**AVAILABLE RECORDS**
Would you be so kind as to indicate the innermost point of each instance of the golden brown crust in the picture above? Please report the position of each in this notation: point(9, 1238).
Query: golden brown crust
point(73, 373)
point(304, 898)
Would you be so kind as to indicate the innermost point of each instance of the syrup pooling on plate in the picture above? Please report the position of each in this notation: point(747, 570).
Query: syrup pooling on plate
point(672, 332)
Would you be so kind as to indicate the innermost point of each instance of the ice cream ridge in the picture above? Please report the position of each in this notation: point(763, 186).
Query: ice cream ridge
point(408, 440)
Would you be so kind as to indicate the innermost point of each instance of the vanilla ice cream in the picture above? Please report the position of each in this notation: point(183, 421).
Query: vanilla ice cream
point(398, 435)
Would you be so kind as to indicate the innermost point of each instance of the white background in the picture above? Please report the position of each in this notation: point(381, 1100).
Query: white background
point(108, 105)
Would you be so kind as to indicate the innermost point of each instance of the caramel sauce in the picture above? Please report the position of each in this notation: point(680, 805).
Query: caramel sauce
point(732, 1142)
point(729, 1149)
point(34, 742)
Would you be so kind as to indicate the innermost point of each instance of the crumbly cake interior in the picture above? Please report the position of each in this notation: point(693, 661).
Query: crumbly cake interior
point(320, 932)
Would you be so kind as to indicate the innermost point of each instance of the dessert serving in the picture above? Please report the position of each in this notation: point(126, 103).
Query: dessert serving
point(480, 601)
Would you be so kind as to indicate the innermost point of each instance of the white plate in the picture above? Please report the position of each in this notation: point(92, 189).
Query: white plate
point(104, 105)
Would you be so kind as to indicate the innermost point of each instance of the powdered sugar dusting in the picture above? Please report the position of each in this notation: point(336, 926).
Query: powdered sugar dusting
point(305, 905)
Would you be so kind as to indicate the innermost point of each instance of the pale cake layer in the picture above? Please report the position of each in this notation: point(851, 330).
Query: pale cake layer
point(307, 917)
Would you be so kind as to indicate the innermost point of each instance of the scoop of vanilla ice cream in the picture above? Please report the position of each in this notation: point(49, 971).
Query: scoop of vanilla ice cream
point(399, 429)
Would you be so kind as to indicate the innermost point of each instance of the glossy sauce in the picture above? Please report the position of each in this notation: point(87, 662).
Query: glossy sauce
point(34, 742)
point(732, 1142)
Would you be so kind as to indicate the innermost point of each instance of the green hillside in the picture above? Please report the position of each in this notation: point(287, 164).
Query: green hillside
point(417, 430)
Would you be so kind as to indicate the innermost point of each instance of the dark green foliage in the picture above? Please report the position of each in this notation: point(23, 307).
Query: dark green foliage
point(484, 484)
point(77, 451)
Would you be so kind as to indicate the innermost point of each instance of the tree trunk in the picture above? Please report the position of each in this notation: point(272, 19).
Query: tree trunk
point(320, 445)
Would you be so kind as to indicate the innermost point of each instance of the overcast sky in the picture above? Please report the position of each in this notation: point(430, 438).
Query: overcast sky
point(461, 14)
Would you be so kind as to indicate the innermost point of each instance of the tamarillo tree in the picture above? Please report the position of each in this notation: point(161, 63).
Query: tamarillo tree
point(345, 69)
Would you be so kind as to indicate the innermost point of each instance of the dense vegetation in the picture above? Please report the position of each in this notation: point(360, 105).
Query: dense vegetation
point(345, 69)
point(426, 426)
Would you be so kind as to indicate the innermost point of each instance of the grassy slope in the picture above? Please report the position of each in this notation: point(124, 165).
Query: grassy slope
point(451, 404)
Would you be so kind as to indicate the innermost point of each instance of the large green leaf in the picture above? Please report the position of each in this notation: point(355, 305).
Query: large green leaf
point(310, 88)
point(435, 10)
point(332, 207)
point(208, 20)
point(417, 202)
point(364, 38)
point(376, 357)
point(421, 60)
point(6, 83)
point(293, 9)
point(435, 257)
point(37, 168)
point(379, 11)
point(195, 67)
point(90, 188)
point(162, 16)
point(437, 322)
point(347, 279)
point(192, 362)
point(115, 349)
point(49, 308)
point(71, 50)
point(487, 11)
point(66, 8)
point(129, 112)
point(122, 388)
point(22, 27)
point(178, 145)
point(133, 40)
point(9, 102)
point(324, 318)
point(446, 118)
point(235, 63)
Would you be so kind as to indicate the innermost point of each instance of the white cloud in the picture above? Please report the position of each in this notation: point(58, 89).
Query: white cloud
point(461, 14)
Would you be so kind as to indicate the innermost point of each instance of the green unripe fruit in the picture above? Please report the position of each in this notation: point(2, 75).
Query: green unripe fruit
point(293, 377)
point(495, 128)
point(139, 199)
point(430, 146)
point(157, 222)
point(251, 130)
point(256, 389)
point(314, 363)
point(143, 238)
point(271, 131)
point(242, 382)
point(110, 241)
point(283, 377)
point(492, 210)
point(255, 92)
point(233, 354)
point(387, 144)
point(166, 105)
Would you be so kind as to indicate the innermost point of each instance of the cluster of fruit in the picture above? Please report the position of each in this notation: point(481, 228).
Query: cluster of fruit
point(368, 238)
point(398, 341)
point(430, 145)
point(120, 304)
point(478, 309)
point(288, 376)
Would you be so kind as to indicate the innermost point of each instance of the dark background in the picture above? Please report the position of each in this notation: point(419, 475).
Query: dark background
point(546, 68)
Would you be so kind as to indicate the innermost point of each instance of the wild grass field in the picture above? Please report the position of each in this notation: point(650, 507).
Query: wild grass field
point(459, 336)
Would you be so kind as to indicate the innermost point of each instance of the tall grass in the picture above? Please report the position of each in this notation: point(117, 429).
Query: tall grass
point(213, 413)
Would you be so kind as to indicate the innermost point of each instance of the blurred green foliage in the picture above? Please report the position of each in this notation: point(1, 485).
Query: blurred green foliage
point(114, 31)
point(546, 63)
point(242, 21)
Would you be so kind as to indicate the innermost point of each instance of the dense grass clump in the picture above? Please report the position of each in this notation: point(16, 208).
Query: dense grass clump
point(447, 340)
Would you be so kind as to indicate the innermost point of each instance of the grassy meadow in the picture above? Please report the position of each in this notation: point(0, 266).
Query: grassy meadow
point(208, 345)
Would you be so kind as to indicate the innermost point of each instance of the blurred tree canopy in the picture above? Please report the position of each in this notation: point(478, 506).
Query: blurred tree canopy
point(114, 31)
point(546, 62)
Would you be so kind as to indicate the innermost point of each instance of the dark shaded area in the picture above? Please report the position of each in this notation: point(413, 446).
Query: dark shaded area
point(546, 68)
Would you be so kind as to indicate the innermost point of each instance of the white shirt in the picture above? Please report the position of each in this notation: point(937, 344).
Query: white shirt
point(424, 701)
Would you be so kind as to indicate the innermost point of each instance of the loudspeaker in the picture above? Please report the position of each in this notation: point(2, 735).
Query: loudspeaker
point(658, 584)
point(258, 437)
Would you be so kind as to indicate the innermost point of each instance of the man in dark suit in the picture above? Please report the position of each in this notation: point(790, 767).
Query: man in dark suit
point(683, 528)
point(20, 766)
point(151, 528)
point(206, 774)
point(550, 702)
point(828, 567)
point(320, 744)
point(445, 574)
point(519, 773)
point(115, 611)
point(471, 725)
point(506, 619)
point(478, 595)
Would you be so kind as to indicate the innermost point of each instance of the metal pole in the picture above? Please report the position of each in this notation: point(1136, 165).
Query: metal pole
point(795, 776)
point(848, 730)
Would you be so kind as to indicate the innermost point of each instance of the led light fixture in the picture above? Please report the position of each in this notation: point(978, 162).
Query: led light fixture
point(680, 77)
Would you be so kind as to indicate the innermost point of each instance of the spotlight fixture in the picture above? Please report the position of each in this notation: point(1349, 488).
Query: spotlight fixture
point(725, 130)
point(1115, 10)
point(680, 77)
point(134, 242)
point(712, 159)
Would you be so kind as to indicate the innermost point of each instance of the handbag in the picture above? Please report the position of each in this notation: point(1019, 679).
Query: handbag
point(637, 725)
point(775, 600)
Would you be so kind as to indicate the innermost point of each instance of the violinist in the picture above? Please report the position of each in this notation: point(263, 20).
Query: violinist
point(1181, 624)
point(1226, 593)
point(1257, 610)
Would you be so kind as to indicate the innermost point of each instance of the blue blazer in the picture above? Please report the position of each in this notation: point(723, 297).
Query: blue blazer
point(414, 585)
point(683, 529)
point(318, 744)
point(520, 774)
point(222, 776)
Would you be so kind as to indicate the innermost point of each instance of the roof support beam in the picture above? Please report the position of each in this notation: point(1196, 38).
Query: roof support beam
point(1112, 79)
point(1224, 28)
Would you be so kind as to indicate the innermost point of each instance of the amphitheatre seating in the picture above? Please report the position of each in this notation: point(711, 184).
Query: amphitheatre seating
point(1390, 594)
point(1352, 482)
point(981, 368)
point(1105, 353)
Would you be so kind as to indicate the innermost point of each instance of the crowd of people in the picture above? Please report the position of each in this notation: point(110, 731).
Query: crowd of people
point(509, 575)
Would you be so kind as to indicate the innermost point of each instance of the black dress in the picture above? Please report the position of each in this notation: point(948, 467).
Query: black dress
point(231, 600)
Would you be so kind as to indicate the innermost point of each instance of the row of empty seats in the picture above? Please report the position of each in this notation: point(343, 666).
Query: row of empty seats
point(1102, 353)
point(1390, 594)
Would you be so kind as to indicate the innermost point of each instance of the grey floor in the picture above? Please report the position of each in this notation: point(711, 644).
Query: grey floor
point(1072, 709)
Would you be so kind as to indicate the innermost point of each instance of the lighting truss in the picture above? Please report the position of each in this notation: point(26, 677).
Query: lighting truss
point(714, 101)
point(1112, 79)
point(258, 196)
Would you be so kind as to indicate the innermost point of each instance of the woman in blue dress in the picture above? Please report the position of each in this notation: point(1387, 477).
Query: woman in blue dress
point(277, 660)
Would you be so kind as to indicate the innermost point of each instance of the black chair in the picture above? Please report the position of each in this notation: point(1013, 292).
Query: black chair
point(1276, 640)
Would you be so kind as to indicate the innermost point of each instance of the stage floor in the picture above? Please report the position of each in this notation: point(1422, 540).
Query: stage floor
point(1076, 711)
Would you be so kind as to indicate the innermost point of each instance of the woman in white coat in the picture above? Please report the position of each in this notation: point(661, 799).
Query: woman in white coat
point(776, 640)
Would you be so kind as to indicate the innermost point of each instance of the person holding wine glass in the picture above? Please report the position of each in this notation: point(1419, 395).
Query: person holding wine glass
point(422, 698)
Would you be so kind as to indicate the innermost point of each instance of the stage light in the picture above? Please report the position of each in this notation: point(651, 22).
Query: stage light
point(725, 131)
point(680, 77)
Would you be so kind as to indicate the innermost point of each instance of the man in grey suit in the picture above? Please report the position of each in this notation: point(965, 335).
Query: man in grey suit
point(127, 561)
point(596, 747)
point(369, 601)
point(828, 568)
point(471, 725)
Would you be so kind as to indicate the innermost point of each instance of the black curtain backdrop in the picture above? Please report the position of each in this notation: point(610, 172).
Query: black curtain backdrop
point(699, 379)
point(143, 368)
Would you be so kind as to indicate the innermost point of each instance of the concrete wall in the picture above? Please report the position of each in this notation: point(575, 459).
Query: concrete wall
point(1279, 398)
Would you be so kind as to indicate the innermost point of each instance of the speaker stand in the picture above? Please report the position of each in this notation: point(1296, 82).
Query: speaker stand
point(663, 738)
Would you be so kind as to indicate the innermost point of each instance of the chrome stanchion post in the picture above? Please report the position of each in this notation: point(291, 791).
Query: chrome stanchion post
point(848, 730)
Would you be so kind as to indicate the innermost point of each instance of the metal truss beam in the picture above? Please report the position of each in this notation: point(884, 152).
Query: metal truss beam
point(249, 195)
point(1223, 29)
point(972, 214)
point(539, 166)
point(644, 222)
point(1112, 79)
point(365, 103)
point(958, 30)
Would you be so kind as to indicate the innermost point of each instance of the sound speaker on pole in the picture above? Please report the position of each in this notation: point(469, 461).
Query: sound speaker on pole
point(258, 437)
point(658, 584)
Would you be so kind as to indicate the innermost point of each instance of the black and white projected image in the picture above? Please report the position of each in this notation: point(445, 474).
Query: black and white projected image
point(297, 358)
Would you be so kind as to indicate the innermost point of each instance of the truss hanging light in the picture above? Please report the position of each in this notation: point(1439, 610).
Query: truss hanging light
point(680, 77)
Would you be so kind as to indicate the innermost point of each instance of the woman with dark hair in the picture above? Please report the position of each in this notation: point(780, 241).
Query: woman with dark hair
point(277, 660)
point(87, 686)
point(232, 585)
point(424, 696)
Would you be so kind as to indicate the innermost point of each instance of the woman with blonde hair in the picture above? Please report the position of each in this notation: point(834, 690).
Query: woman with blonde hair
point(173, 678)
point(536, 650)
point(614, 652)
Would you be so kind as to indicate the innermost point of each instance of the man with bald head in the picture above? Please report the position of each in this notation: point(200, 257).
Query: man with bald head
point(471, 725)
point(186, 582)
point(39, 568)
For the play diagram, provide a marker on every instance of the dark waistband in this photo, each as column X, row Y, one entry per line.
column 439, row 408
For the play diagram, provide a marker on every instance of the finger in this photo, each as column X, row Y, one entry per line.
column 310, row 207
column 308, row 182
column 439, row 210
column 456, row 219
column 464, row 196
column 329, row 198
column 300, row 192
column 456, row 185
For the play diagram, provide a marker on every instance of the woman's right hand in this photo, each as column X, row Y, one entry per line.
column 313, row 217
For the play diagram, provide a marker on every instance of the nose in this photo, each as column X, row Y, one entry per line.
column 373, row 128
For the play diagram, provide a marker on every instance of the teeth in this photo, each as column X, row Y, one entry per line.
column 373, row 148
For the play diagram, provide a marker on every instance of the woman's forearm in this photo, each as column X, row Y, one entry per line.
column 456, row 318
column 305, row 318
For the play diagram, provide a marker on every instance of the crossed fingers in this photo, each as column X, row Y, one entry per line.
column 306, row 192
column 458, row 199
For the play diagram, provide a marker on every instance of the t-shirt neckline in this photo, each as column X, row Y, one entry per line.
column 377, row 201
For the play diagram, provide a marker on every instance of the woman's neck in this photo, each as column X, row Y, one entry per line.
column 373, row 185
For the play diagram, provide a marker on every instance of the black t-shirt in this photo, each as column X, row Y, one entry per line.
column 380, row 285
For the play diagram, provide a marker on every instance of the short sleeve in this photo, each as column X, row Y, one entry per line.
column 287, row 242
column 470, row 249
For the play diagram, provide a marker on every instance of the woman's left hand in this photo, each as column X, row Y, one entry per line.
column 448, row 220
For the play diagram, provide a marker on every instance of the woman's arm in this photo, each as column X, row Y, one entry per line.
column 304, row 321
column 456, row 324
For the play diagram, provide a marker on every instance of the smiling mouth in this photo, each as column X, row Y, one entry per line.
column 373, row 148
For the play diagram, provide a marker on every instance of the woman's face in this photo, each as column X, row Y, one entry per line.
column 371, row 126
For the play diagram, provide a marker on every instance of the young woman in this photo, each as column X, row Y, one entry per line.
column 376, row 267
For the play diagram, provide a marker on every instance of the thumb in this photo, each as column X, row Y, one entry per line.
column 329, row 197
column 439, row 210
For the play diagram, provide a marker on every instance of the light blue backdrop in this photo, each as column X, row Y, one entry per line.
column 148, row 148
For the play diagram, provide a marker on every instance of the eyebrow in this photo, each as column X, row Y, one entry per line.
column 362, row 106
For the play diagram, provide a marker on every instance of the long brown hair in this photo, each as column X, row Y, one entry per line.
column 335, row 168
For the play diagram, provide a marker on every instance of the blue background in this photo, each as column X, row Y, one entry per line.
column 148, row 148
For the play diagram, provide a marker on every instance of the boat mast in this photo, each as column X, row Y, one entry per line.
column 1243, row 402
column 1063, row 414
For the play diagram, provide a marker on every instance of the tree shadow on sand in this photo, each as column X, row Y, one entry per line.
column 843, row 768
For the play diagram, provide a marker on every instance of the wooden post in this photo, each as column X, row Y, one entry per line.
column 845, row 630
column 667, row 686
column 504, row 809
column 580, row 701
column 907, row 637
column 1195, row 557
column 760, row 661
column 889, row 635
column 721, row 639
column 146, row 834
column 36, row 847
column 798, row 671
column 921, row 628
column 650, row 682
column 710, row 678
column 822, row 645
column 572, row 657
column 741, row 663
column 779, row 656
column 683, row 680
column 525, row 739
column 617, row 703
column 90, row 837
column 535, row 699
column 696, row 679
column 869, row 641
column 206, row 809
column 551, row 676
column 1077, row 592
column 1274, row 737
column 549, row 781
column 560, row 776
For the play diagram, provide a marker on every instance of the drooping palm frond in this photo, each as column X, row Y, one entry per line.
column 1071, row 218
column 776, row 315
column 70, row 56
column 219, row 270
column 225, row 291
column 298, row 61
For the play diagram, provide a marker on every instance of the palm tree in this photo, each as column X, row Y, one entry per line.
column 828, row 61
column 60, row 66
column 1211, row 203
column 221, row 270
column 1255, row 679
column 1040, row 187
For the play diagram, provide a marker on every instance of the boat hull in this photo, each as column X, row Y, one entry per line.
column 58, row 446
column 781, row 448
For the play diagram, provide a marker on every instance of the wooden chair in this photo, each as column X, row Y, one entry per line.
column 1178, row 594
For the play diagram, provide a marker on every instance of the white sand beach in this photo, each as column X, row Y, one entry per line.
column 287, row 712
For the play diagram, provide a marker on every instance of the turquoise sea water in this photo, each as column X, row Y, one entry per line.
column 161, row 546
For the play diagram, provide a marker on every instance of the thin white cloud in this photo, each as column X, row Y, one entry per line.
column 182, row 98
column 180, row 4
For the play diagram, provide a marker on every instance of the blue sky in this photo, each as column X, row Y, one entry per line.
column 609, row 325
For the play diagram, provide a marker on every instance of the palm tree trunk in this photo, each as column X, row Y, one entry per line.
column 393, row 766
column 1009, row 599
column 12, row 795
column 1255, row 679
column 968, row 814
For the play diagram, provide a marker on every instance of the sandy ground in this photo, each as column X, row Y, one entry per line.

**WHAT NEEDS TO BE DONE**
Quote the records above exactly, from the first line through the line containing "notation: point(381, 1100).", and nothing more.

**YOUR RESPONSE**
Would you be so kind as to indicate the innermost point of each instance of the golden brown crust in the picture above? Please report the position of each in this notation: point(9, 1238).
Query: golden brown crust
point(73, 373)
point(304, 898)
Would you be so kind as to indicate the innermost point of each instance of the syrup pooling on plate in the picture above? Please report the position of each in this notation: point(747, 570).
Query: syrup pooling on plate
point(672, 332)
Would you be so kind as to indicate the innermost point of each instance of the ice cream ridge in the picture above? Please report the position of each in this notation: point(763, 186).
Query: ice cream ridge
point(408, 440)
Would you be so kind as to indicate the innermost point of each instance of the vanilla ice cream in the picture above? Please report the position of each in this notation: point(183, 421).
Query: vanilla ice cream
point(398, 435)
Would you be so kind as to indicate the innermost point of each instance of the white background in the picture above? Please report the position of each in this notation: point(381, 1100).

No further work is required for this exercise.